Source data:
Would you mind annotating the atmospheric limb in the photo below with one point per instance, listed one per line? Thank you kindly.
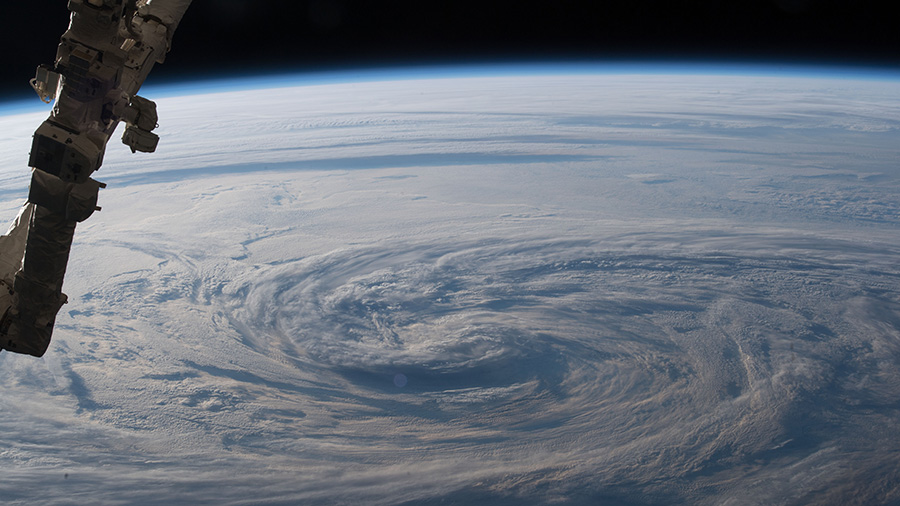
(102, 61)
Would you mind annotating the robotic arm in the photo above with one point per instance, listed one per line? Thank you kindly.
(102, 61)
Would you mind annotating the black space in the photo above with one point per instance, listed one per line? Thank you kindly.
(242, 36)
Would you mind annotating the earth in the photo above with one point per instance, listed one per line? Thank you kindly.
(478, 286)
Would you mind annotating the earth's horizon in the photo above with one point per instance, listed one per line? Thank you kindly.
(583, 287)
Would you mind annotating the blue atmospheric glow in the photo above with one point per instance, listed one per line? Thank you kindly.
(245, 82)
(227, 83)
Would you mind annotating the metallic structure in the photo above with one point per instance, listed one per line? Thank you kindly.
(103, 58)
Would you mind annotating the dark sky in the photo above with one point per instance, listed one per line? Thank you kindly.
(241, 36)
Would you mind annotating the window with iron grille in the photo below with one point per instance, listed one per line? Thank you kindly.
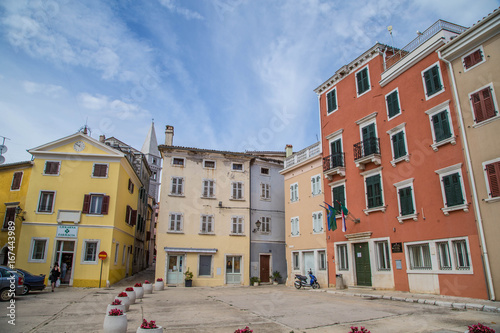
(483, 104)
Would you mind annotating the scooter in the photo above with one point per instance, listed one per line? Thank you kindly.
(301, 281)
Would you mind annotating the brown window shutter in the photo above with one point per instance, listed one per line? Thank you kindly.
(493, 173)
(86, 204)
(105, 205)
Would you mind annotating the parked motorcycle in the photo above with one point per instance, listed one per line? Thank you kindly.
(301, 281)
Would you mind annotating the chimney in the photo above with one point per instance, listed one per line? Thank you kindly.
(169, 135)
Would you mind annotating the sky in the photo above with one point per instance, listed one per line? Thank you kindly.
(227, 74)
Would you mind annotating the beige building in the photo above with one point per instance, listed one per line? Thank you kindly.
(473, 60)
(304, 218)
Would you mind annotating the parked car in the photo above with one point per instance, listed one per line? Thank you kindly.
(31, 281)
(5, 283)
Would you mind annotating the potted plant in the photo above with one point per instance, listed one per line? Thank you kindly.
(159, 284)
(115, 322)
(149, 327)
(131, 294)
(276, 277)
(125, 300)
(139, 291)
(188, 278)
(148, 287)
(254, 281)
(116, 304)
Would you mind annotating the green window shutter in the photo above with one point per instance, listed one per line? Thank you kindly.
(453, 190)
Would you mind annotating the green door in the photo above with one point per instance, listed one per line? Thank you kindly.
(362, 259)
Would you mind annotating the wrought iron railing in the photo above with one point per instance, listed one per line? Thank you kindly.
(333, 161)
(366, 147)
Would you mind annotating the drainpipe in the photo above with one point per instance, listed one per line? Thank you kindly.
(473, 181)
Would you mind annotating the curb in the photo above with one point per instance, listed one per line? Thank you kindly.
(451, 305)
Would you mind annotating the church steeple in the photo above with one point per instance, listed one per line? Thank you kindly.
(150, 150)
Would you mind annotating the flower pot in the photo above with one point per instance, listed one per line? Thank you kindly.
(131, 295)
(159, 285)
(115, 324)
(119, 307)
(148, 288)
(139, 292)
(150, 330)
(125, 301)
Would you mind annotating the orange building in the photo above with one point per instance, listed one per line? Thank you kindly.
(392, 156)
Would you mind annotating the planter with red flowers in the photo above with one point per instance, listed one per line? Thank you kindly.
(116, 304)
(115, 322)
(124, 298)
(149, 327)
(159, 284)
(139, 291)
(148, 287)
(131, 294)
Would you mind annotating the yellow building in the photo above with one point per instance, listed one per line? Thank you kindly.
(82, 199)
(305, 219)
(14, 180)
(473, 60)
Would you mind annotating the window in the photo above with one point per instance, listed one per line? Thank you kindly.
(331, 101)
(95, 204)
(473, 59)
(296, 261)
(177, 187)
(16, 181)
(10, 215)
(90, 251)
(317, 222)
(52, 168)
(205, 265)
(237, 166)
(393, 108)
(46, 202)
(342, 259)
(295, 226)
(265, 191)
(178, 161)
(493, 179)
(432, 81)
(294, 192)
(266, 224)
(444, 255)
(362, 81)
(237, 190)
(237, 225)
(208, 188)
(207, 224)
(322, 260)
(100, 170)
(175, 224)
(316, 185)
(483, 104)
(420, 257)
(383, 257)
(461, 254)
(208, 164)
(38, 250)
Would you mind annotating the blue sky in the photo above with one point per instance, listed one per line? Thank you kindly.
(228, 75)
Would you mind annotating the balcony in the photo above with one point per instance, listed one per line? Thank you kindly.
(367, 151)
(334, 164)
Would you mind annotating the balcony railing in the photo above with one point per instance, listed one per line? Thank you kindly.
(333, 161)
(366, 148)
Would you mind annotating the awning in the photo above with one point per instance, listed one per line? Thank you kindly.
(189, 250)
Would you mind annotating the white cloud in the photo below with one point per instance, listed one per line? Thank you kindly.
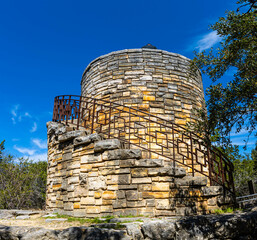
(13, 120)
(24, 150)
(38, 157)
(34, 127)
(14, 110)
(18, 116)
(40, 143)
(208, 40)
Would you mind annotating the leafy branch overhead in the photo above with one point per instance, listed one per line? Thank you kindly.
(233, 105)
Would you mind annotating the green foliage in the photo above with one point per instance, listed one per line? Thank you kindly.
(22, 183)
(1, 150)
(244, 169)
(222, 211)
(233, 105)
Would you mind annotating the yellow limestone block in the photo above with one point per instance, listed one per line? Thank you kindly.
(149, 98)
(155, 194)
(97, 195)
(57, 186)
(109, 195)
(160, 187)
(76, 205)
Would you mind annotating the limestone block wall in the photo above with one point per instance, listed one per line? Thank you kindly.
(155, 81)
(89, 176)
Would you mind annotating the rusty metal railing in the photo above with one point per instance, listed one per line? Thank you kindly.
(154, 135)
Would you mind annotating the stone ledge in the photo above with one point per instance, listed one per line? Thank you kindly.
(225, 226)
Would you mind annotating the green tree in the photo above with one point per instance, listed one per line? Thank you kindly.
(22, 183)
(234, 105)
(1, 150)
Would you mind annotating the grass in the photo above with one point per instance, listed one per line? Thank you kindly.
(131, 216)
(83, 220)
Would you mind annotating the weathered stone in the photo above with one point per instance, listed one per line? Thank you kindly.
(55, 128)
(96, 183)
(108, 195)
(90, 158)
(82, 140)
(87, 200)
(107, 144)
(149, 163)
(191, 181)
(139, 172)
(162, 204)
(212, 190)
(132, 195)
(160, 187)
(141, 180)
(159, 230)
(87, 139)
(70, 135)
(122, 154)
(23, 217)
(73, 180)
(119, 203)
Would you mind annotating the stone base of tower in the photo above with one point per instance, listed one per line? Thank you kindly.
(89, 176)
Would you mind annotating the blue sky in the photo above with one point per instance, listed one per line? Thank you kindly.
(46, 45)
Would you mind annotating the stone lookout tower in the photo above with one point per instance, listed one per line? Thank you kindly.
(122, 147)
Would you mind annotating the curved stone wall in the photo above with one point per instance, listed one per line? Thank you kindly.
(152, 80)
(89, 176)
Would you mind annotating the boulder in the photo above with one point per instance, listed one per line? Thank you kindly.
(107, 144)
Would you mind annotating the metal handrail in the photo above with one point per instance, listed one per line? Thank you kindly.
(180, 146)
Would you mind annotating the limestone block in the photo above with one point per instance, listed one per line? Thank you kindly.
(155, 195)
(139, 172)
(87, 139)
(81, 140)
(119, 179)
(73, 180)
(83, 178)
(150, 202)
(107, 144)
(141, 180)
(191, 181)
(132, 195)
(120, 194)
(127, 163)
(130, 186)
(93, 209)
(76, 205)
(122, 154)
(109, 195)
(185, 211)
(96, 183)
(162, 204)
(160, 187)
(144, 187)
(68, 206)
(119, 203)
(212, 190)
(98, 195)
(111, 171)
(149, 163)
(80, 191)
(70, 135)
(134, 204)
(106, 209)
(55, 128)
(79, 212)
(67, 156)
(87, 201)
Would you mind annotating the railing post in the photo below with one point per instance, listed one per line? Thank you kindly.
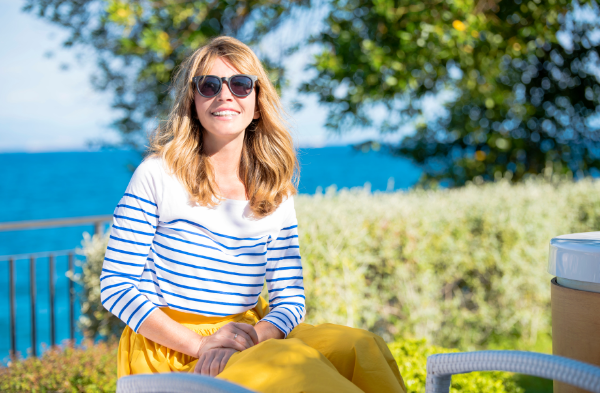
(97, 227)
(71, 300)
(33, 298)
(51, 284)
(13, 325)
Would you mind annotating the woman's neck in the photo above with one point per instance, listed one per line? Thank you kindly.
(225, 155)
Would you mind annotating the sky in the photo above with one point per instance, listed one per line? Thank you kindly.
(46, 108)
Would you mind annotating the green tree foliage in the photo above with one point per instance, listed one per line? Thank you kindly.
(521, 103)
(139, 43)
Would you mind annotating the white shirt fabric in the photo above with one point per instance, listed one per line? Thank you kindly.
(166, 251)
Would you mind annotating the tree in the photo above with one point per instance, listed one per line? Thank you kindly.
(523, 102)
(139, 44)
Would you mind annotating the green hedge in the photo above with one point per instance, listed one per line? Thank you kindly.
(463, 268)
(93, 368)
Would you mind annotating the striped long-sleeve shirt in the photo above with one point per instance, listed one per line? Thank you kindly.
(167, 251)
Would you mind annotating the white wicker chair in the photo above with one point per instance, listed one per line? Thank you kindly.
(176, 383)
(441, 367)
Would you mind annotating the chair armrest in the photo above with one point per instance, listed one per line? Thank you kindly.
(176, 383)
(441, 367)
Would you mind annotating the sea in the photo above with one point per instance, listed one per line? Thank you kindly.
(37, 186)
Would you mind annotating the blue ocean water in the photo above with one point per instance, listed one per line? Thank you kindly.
(76, 184)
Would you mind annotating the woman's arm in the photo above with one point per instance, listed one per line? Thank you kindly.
(161, 329)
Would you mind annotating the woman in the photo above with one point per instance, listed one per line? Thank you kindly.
(206, 218)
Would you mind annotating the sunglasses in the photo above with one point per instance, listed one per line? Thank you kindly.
(210, 85)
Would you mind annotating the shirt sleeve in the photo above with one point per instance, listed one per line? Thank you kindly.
(284, 277)
(134, 224)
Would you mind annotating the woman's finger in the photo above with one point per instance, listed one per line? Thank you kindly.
(231, 343)
(215, 364)
(224, 360)
(249, 330)
(209, 356)
(241, 336)
(198, 368)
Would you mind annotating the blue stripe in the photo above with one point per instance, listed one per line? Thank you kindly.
(287, 237)
(117, 301)
(141, 199)
(285, 278)
(214, 233)
(204, 245)
(137, 209)
(198, 311)
(207, 301)
(286, 297)
(290, 303)
(205, 257)
(278, 327)
(142, 319)
(116, 293)
(214, 241)
(207, 268)
(129, 241)
(119, 275)
(285, 268)
(282, 248)
(206, 290)
(115, 285)
(282, 258)
(136, 310)
(150, 270)
(294, 315)
(206, 279)
(151, 293)
(153, 282)
(281, 289)
(133, 219)
(131, 230)
(127, 252)
(123, 263)
(128, 303)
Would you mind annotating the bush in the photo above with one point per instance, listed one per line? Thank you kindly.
(90, 368)
(464, 268)
(93, 368)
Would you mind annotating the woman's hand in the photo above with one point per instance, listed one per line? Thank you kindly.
(234, 335)
(213, 362)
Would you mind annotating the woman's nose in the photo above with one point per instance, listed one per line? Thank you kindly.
(225, 93)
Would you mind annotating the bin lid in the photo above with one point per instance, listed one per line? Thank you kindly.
(576, 257)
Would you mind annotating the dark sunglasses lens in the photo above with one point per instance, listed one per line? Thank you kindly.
(209, 86)
(241, 85)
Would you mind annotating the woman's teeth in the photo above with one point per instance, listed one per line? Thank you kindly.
(225, 113)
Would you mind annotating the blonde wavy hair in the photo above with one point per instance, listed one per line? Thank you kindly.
(268, 166)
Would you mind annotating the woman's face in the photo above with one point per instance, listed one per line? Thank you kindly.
(225, 115)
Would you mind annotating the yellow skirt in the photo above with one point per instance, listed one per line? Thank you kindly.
(312, 359)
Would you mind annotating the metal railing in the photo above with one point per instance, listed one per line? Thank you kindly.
(97, 221)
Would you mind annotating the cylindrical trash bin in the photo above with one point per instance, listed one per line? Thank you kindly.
(575, 295)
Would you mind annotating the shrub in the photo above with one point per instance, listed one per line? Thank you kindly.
(89, 368)
(411, 356)
(464, 268)
(93, 368)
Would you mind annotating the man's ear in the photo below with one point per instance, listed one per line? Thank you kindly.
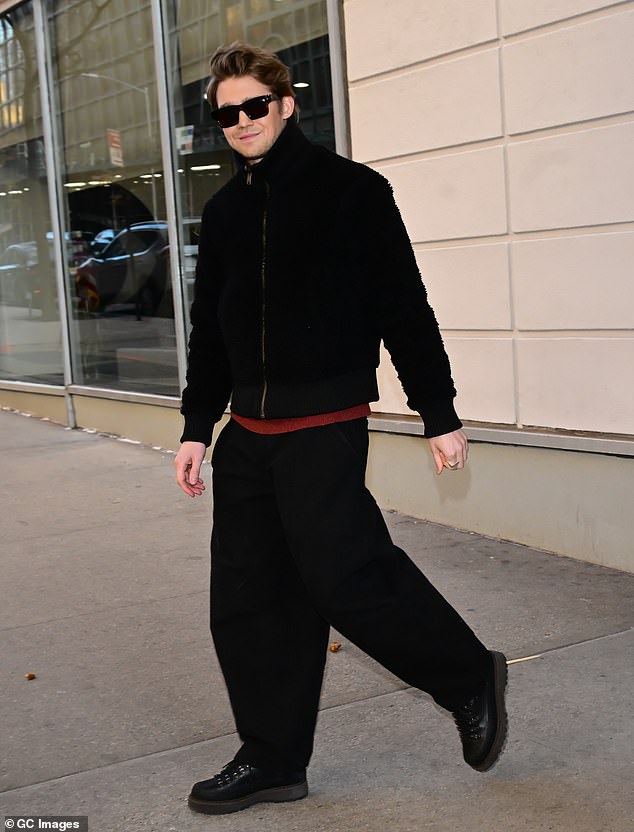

__WHAT TO WORK ON__
Replace "one point per instance" with "a single point per instance" in the items from the line with "Would you mind annotating the cylindrical" up to and including the last line. Give those lines again with nothing else changed, and leave the pictures out.

__SOLUTION TO THIS PROBLEM__
Would you mind annotating the cylindrical trash bin in the photo above with a single point per instance, listed one per line? Thank you kindly.
(575, 295)
Would you mind annotating the shrub in the photo above with a single point per instance, listed one per line? Thank you kindly.
(89, 368)
(411, 356)
(464, 268)
(93, 368)
Would you mind annotating the man's ear in the photo below with a single point per instance, listed one per line? Thank you kindly.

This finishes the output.